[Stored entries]
———

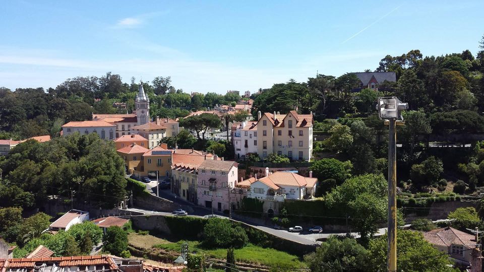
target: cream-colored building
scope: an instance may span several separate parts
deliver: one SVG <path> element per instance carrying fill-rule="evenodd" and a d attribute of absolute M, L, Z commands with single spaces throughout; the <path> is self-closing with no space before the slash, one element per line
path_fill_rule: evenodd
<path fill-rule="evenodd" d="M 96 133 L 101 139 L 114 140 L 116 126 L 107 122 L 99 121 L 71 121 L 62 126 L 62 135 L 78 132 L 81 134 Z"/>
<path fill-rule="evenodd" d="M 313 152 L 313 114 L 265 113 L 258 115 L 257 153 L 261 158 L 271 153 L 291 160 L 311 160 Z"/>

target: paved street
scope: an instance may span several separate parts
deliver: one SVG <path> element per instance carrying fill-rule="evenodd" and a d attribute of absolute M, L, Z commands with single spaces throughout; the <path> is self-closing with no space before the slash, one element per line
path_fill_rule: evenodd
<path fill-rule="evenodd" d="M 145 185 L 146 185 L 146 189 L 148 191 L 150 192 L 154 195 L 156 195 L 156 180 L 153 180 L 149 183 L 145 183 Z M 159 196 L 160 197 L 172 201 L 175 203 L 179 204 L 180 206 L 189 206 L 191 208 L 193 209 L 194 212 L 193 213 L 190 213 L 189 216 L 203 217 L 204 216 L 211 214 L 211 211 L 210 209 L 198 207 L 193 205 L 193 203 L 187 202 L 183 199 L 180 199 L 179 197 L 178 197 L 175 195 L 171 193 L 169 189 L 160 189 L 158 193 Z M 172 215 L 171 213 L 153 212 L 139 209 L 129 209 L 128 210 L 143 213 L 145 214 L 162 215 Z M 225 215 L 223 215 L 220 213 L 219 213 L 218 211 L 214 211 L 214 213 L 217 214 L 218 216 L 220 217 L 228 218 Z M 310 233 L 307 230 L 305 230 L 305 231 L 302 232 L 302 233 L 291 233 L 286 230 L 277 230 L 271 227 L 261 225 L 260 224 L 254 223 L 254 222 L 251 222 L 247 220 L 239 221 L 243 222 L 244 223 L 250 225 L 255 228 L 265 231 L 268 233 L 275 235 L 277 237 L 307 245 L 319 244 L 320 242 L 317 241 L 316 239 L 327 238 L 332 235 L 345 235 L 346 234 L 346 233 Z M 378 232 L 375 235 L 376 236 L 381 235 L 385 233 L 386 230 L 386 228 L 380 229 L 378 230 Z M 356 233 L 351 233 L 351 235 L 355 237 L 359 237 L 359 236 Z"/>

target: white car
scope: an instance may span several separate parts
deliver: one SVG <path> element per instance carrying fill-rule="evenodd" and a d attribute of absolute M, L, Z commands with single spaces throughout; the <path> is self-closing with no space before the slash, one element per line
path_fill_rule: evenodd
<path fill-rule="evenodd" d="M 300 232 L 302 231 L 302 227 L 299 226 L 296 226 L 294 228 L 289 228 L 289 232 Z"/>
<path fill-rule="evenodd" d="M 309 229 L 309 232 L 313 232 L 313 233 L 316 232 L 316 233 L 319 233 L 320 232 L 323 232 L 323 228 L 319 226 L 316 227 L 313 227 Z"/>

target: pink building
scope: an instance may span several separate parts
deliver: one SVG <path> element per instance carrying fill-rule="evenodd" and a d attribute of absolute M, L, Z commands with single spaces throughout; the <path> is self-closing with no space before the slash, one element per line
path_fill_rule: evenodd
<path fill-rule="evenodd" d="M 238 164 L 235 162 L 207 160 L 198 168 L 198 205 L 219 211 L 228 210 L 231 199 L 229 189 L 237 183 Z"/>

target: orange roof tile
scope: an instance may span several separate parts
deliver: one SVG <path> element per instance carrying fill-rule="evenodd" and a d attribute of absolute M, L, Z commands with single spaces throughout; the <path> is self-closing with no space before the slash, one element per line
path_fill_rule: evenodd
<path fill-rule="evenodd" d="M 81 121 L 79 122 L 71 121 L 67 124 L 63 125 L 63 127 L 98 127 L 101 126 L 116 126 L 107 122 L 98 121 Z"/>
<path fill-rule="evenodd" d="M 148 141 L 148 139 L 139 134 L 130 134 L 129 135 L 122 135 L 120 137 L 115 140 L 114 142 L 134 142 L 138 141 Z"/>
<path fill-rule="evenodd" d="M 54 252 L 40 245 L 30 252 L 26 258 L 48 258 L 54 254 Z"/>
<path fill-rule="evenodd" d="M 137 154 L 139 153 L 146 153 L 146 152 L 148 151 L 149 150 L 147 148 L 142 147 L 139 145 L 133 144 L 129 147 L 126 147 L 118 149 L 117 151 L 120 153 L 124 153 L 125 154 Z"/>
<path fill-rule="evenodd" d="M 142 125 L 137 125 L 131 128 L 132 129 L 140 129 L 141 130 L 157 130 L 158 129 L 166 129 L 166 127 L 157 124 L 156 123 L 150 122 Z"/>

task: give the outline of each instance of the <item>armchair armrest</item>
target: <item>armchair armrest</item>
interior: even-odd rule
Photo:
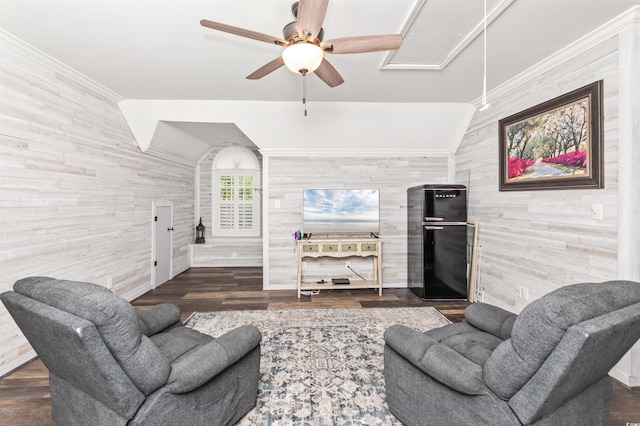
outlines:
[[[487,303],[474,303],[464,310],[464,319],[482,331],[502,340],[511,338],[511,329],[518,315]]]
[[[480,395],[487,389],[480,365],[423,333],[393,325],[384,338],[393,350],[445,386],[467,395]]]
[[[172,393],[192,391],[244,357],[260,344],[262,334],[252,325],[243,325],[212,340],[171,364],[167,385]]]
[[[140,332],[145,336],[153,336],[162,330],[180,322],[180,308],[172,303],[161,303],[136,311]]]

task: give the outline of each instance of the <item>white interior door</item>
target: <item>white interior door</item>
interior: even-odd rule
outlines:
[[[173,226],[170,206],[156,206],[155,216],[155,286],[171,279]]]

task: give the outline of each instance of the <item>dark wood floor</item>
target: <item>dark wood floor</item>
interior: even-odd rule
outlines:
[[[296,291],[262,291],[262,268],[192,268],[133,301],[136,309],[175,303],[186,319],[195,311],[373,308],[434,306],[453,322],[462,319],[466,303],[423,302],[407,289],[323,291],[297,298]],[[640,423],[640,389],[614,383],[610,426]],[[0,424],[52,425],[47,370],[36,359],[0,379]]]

———

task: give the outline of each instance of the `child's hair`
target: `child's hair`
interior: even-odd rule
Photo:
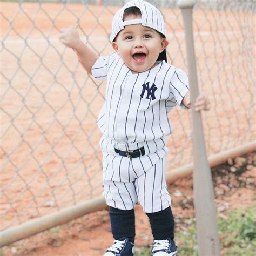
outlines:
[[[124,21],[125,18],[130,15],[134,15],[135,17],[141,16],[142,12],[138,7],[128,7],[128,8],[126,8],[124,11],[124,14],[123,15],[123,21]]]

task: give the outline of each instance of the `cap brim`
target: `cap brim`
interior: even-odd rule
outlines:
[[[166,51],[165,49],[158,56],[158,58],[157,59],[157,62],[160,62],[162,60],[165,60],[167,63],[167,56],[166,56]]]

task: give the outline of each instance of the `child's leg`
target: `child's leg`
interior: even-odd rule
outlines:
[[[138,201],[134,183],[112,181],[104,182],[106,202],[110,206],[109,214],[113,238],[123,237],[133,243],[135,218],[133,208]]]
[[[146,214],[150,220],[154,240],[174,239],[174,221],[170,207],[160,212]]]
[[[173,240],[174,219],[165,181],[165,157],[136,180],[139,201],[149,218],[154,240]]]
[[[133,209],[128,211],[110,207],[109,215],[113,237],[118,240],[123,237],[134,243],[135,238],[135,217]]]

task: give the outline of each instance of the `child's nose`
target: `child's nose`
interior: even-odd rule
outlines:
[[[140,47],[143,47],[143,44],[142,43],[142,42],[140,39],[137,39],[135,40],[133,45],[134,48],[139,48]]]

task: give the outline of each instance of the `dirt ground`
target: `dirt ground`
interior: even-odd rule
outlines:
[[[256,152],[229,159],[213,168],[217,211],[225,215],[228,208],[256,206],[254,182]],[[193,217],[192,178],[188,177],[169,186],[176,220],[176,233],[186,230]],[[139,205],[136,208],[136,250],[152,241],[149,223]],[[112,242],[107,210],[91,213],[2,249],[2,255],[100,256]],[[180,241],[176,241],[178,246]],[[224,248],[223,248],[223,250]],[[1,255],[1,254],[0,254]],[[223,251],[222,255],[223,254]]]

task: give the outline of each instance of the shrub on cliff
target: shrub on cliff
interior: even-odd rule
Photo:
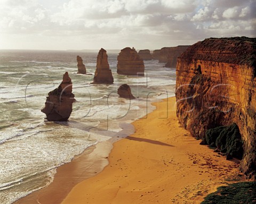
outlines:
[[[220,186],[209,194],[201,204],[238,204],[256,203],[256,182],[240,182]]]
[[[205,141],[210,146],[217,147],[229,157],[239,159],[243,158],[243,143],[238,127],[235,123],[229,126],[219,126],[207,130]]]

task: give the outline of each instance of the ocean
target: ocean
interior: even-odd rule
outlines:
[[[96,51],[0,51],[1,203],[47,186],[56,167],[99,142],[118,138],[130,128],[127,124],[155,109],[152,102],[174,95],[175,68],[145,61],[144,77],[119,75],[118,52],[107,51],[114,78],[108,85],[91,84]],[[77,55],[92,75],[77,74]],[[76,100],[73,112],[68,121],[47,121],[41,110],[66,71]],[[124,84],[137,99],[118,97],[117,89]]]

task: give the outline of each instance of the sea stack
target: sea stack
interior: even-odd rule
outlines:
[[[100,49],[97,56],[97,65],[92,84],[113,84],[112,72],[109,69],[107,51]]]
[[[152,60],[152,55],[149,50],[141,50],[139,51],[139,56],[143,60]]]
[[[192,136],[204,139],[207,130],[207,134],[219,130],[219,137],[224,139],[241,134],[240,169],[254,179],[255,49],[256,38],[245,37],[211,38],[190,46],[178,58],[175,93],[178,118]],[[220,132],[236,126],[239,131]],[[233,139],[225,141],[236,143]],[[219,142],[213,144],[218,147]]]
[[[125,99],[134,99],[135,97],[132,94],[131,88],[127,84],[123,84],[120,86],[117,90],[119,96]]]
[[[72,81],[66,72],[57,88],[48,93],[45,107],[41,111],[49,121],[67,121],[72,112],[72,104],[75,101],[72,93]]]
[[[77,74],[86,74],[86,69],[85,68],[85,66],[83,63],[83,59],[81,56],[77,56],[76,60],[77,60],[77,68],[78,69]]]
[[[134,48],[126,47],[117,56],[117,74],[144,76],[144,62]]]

———

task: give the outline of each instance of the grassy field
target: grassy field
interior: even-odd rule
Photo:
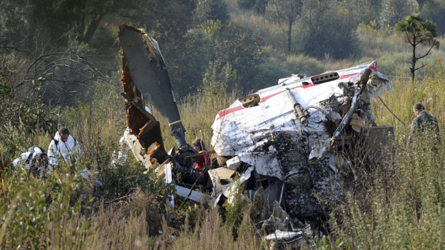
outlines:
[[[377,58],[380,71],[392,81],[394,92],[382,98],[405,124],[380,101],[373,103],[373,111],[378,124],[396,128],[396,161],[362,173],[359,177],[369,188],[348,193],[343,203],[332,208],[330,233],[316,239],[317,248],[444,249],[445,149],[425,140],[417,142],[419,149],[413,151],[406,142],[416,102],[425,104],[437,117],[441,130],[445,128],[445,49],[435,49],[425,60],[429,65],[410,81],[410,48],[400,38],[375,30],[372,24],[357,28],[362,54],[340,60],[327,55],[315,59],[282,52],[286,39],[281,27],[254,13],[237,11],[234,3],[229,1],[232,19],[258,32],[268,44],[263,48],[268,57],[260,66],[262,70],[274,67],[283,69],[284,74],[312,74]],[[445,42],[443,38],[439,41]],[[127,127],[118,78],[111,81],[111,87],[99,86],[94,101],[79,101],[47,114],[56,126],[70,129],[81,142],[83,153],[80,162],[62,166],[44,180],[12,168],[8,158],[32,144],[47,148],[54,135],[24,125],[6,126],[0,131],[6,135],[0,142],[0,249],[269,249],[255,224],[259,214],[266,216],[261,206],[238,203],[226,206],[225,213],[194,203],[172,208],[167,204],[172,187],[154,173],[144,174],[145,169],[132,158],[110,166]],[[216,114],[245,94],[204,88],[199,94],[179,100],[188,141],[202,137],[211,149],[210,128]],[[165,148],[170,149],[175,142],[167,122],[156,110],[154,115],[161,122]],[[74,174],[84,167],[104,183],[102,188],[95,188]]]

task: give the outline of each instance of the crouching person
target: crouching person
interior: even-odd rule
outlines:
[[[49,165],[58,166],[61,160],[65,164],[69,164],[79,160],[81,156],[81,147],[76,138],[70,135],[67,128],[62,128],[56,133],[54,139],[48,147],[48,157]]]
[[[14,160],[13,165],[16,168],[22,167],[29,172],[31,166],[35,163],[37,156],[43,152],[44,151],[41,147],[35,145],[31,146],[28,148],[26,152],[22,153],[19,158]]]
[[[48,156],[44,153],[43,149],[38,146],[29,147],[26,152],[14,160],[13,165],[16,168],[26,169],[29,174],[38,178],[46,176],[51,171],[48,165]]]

———

» **Work instructions**: Copy the items verbatim, beginning with the line containing "target: pink building" and continuing through the line containing "238 164 L 235".

» **The answer**:
target: pink building
scope: an instance may span several separate parts
deliver: one SVG <path> element per instance carrying fill-rule="evenodd" and a d attribute of absolute M, L, Z commands with single spaces throughout; the <path> is self-closing with no space before the slash, one element per line
path_fill_rule: evenodd
<path fill-rule="evenodd" d="M 238 164 L 235 162 L 207 160 L 198 168 L 198 205 L 219 211 L 228 210 L 231 199 L 229 189 L 237 183 Z"/>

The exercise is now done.